- [ABOUT THIS TASK]
Your reply should reproduce each line below exactly and carry none of the pictures.

- [DATA FOR PROCESSING]

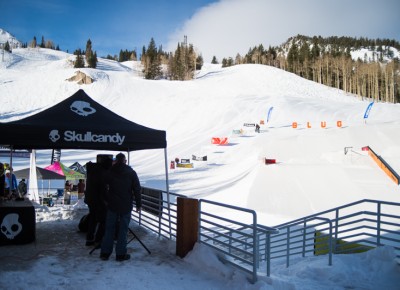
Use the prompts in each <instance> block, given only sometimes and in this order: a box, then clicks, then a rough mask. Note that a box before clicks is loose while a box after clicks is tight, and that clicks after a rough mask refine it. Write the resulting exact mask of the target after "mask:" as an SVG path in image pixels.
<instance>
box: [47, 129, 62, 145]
mask: <svg viewBox="0 0 400 290" xmlns="http://www.w3.org/2000/svg"><path fill="white" fill-rule="evenodd" d="M49 138H50V140H51V141H53V142H57V141H58V139H60V134H59V133H58V130H51V131H50V134H49Z"/></svg>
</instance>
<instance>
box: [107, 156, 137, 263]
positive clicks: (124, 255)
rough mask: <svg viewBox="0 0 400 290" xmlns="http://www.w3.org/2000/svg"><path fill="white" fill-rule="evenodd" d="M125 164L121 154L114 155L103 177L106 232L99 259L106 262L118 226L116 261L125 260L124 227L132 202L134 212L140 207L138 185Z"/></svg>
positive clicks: (124, 242)
mask: <svg viewBox="0 0 400 290" xmlns="http://www.w3.org/2000/svg"><path fill="white" fill-rule="evenodd" d="M125 163H126V158H125V155H124V154H122V153H119V154H117V156H116V162H115V164H114V165H113V166H112V167H111V169H110V171H109V172H108V173H107V175H106V176H105V177H104V180H105V183H106V185H107V187H108V191H107V195H106V203H107V217H106V230H105V234H104V237H103V241H102V243H101V253H100V258H101V259H102V260H108V258H109V257H110V255H111V253H112V251H113V241H114V235H115V230H116V228H115V227H116V225H117V226H118V230H117V232H118V237H117V244H116V246H115V253H116V260H117V261H124V260H129V259H130V255H129V254H127V250H126V239H127V234H128V226H129V222H130V220H131V212H132V209H133V201H134V199H135V202H136V211H139V210H140V208H141V205H142V201H141V190H142V188H141V186H140V182H139V178H138V176H137V174H136V172H135V171H134V170H133V169H132V168H131V167H129V166H128V165H126V164H125Z"/></svg>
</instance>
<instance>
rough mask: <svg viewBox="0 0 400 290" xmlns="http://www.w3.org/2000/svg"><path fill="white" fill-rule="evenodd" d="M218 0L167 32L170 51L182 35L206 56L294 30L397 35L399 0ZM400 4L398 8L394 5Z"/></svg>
mask: <svg viewBox="0 0 400 290" xmlns="http://www.w3.org/2000/svg"><path fill="white" fill-rule="evenodd" d="M377 5H378V2H376V1H372V0H353V1H347V0H337V1H330V2H328V1H320V0H303V1H299V0H285V1H272V0H220V1H218V2H216V3H213V4H209V5H208V6H205V7H202V8H201V9H199V10H198V11H197V12H195V13H194V15H193V16H192V17H191V18H190V19H188V20H186V21H185V22H184V23H183V25H182V26H181V27H180V28H179V29H178V30H176V31H174V32H173V33H172V34H171V35H170V36H169V37H168V44H167V50H168V51H174V50H175V49H176V46H177V44H178V42H182V41H183V38H184V35H186V36H187V39H188V42H189V43H192V44H193V45H194V46H195V48H196V49H197V51H198V53H201V54H202V55H203V58H204V61H205V62H210V61H211V59H212V57H213V56H214V55H215V56H216V57H217V59H218V60H219V61H222V58H224V57H233V58H234V57H235V56H236V54H237V53H239V54H241V55H245V54H246V53H247V52H248V50H249V48H252V47H254V46H258V45H259V44H263V45H264V47H265V48H268V46H269V45H271V46H278V45H280V44H282V43H283V42H285V41H286V40H287V39H288V38H289V37H292V36H295V35H297V34H303V35H307V36H314V35H317V36H318V35H321V36H350V37H369V38H391V39H393V38H395V39H396V38H397V39H399V32H398V29H396V25H397V24H396V18H397V17H396V13H397V12H394V11H400V2H398V1H397V0H384V1H382V2H379V6H377ZM397 8H398V9H397Z"/></svg>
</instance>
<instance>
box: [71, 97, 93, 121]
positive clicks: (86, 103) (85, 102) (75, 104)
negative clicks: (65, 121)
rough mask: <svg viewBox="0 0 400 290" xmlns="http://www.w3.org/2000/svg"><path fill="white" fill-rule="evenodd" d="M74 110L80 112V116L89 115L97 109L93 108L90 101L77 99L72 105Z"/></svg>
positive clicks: (71, 107)
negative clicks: (90, 104)
mask: <svg viewBox="0 0 400 290" xmlns="http://www.w3.org/2000/svg"><path fill="white" fill-rule="evenodd" d="M70 109H71V111H72V112H74V113H76V114H78V115H79V116H83V117H86V116H89V115H91V114H93V113H95V112H96V109H94V108H92V107H91V106H90V104H89V103H88V102H84V101H75V102H73V103H72V105H71V106H70Z"/></svg>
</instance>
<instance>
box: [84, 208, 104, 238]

- [ANSWER AREA]
Use the prompts in each <instance> block, given only sometimes and in this order: a box, then clicks, then a rough mask. Note that a box before clicks is loose while a box after clicks is tight, and that clicks after a rough mask refine it. Write the resulting exact mask of the target after "mask:" as an SVG path in image pixels.
<instance>
box: [47, 129, 62, 145]
mask: <svg viewBox="0 0 400 290" xmlns="http://www.w3.org/2000/svg"><path fill="white" fill-rule="evenodd" d="M49 138H50V140H51V141H53V142H57V141H58V139H60V134H59V133H58V130H51V131H50V134H49Z"/></svg>
</instance>
<instance>
box: [107, 156, 137, 263]
positive clicks: (124, 255)
rough mask: <svg viewBox="0 0 400 290" xmlns="http://www.w3.org/2000/svg"><path fill="white" fill-rule="evenodd" d="M125 164L121 154L114 155L103 177L106 232L99 259L106 262L118 226L116 261L125 260L124 227L132 202L134 212L140 207L138 185Z"/></svg>
positive clicks: (124, 242)
mask: <svg viewBox="0 0 400 290" xmlns="http://www.w3.org/2000/svg"><path fill="white" fill-rule="evenodd" d="M125 163H126V158H125V155H124V154H122V153H119V154H117V156H116V162H115V164H114V165H113V166H112V167H111V169H110V171H109V172H108V173H107V175H106V176H105V177H104V180H105V183H106V185H107V187H108V191H107V195H106V203H107V217H106V230H105V234H104V237H103V241H102V243H101V253H100V258H101V259H102V260H108V258H109V257H110V255H111V253H112V251H113V241H114V235H115V230H116V228H115V227H116V225H117V226H118V230H117V232H118V237H117V244H116V246H115V253H116V260H117V261H124V260H129V259H130V255H129V254H127V250H126V239H127V234H128V226H129V222H130V220H131V212H132V209H133V201H134V199H135V202H136V211H139V210H140V208H141V205H142V201H141V190H142V188H141V186H140V182H139V178H138V176H137V174H136V172H135V171H134V170H133V169H132V168H131V167H129V166H128V165H126V164H125Z"/></svg>
</instance>
<instance>
rough mask: <svg viewBox="0 0 400 290" xmlns="http://www.w3.org/2000/svg"><path fill="white" fill-rule="evenodd" d="M218 0L167 32L170 51L182 35L206 56L294 30L397 35L399 0ZM400 4L398 8L394 5Z"/></svg>
mask: <svg viewBox="0 0 400 290" xmlns="http://www.w3.org/2000/svg"><path fill="white" fill-rule="evenodd" d="M377 5H378V2H376V1H372V0H353V1H347V0H337V1H330V2H328V1H320V0H303V1H299V0H285V1H272V0H220V1H218V2H216V3H213V4H209V5H208V6H205V7H202V8H201V9H199V10H198V11H197V12H195V13H194V15H193V16H192V17H191V18H190V19H188V20H186V21H185V22H184V23H183V25H182V26H181V27H180V28H179V29H178V30H176V31H174V32H173V33H172V34H171V35H170V36H169V37H168V44H167V50H168V51H174V50H175V49H176V46H177V44H178V42H182V41H183V38H184V35H186V36H187V39H188V42H189V43H192V44H193V45H194V46H195V48H196V49H197V51H198V53H201V54H202V55H203V58H204V61H205V62H210V61H211V59H212V57H213V56H214V55H215V56H216V57H217V59H218V60H219V61H222V58H224V57H233V58H234V57H235V56H236V54H237V53H239V54H241V55H245V54H246V53H247V52H248V50H249V48H252V47H254V46H258V45H259V44H263V45H264V47H265V48H268V46H269V45H271V46H278V45H280V44H282V43H283V42H285V41H286V40H287V39H288V38H289V37H292V36H295V35H297V34H303V35H307V36H314V35H317V36H318V35H321V36H350V37H369V38H391V39H393V38H395V39H396V38H397V39H399V32H398V29H396V25H397V24H396V18H397V17H396V13H397V12H394V11H400V2H398V1H397V0H384V1H382V2H379V6H377ZM397 8H398V9H397Z"/></svg>
</instance>
<instance>
box: [71, 97, 93, 121]
positive clicks: (86, 103) (85, 102) (75, 104)
negative clicks: (65, 121)
rough mask: <svg viewBox="0 0 400 290" xmlns="http://www.w3.org/2000/svg"><path fill="white" fill-rule="evenodd" d="M74 110L80 112V116L89 115L97 109L93 108L90 101L77 99L72 105Z"/></svg>
positive clicks: (71, 107)
negative clicks: (90, 104)
mask: <svg viewBox="0 0 400 290" xmlns="http://www.w3.org/2000/svg"><path fill="white" fill-rule="evenodd" d="M70 109H71V111H72V112H74V113H76V114H78V115H79V116H83V117H86V116H89V115H91V114H93V113H95V112H96V109H94V108H92V107H91V106H90V104H89V103H88V102H84V101H75V102H73V103H72V105H71V106H70Z"/></svg>
</instance>
<instance>
box: [84, 208, 104, 238]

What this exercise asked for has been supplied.